Problem: Check every line of the records below for the string "workbench" and copy the ones that have it.

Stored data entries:
^^^^
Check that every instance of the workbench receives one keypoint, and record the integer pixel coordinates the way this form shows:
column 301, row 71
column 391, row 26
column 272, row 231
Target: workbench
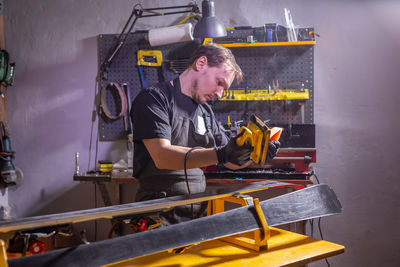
^^^^
Finished task:
Check that every instance of the workbench receives one keypoint, and record the integer pixel coordinates the way this form shows:
Target: workbench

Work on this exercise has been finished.